◆ PROVIDED INFORMATION:
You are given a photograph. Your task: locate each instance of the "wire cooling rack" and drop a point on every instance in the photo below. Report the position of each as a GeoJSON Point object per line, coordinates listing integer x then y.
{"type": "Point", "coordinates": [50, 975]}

--

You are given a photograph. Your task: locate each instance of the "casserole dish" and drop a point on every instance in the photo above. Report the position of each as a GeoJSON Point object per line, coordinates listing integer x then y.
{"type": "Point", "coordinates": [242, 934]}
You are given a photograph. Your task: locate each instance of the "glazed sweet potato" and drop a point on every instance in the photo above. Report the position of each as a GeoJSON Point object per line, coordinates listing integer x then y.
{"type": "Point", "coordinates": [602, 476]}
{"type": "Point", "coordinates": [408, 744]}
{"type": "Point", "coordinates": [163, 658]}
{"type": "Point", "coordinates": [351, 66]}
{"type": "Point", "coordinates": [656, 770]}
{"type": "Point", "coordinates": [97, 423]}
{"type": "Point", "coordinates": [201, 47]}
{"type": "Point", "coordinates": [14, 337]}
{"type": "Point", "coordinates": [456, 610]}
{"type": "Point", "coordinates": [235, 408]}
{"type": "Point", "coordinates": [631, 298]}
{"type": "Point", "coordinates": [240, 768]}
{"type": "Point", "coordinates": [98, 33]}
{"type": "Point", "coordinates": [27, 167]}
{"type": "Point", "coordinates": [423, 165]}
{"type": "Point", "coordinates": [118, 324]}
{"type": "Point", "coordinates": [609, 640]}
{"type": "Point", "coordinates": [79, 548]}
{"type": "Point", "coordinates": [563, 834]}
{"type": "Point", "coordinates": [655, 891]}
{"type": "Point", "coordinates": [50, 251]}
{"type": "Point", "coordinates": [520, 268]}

◆ REQUIREMENTS: Find every line in the rows above that contains the word "then", and copy each such line.

◆ ANSWER TO THE TASK:
You are given a photograph. Your task: locate each instance of the "wire cooling rack" and drop a point on every instance in the photo below. Report the position of each as a GeoJSON Point object per line, coordinates listing integer x then y.
You are given a photograph. Your task: locate each instance of the "casserole dish" and drop a point on every instance in the photo above. Report the position of each as a GeoJSON Point object per line, coordinates listing integer x then y.
You are given a photograph. Your task: locate each instance of the "glazed sweet potato" and drop a point on every instance in the photo above. Report the position of each as a GeoJSON Point object per line, coordinates listing integer x then y.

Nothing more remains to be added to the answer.